===== EXERCISE DATA =====

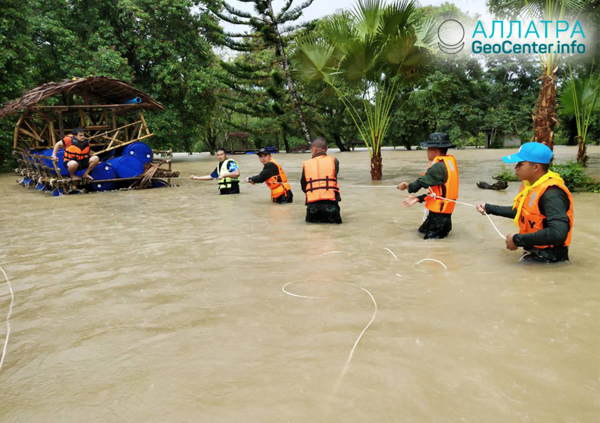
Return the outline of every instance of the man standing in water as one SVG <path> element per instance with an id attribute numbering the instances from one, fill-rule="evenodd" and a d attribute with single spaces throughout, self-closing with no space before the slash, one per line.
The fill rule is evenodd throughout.
<path id="1" fill-rule="evenodd" d="M 506 248 L 525 250 L 526 260 L 555 263 L 569 260 L 573 232 L 573 197 L 558 173 L 549 171 L 552 150 L 544 144 L 523 144 L 517 154 L 502 158 L 516 163 L 515 174 L 523 182 L 510 206 L 481 203 L 477 211 L 514 219 L 518 234 L 506 237 Z"/>
<path id="2" fill-rule="evenodd" d="M 271 157 L 271 152 L 266 148 L 258 150 L 258 160 L 263 164 L 263 170 L 256 176 L 246 178 L 252 185 L 265 183 L 271 190 L 271 202 L 277 204 L 292 203 L 294 194 L 288 183 L 287 176 L 279 163 Z"/>
<path id="3" fill-rule="evenodd" d="M 306 221 L 342 223 L 340 216 L 340 171 L 338 159 L 327 155 L 327 141 L 316 138 L 311 143 L 312 159 L 302 166 L 300 185 L 306 194 Z"/>
<path id="4" fill-rule="evenodd" d="M 240 193 L 240 168 L 235 160 L 227 158 L 227 151 L 224 148 L 217 149 L 217 159 L 219 164 L 213 170 L 213 173 L 205 176 L 191 175 L 190 179 L 196 181 L 212 181 L 217 179 L 219 182 L 219 191 L 221 195 Z"/>
<path id="5" fill-rule="evenodd" d="M 458 198 L 458 166 L 454 156 L 448 155 L 448 149 L 454 145 L 448 134 L 436 132 L 430 134 L 427 142 L 421 143 L 421 146 L 427 148 L 427 158 L 431 162 L 429 169 L 415 182 L 401 182 L 397 188 L 401 191 L 408 189 L 409 193 L 421 188 L 429 189 L 429 194 L 419 197 L 408 195 L 403 204 L 410 207 L 425 202 L 425 208 L 429 212 L 419 232 L 425 235 L 425 239 L 441 239 L 447 237 L 452 230 L 452 212 L 456 203 L 438 197 L 449 200 Z"/>
<path id="6" fill-rule="evenodd" d="M 83 179 L 93 181 L 94 178 L 90 176 L 90 172 L 98 166 L 100 158 L 93 155 L 90 149 L 90 140 L 85 138 L 83 129 L 74 129 L 72 135 L 68 135 L 62 141 L 57 142 L 52 151 L 52 160 L 57 160 L 56 154 L 61 148 L 65 149 L 65 167 L 69 170 L 71 179 L 74 181 L 81 180 L 75 172 L 85 169 Z"/>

=====

Find the word "throughout" in the entries, and copy every line it shows up in.

Return the outline of every instance of the man standing in water as one SVG <path> element per instance with an id attribute numbering the instances from one, fill-rule="evenodd" and a d attribute with single spaces throughout, self-closing with no space before the slash, one per line.
The fill rule is evenodd throughout.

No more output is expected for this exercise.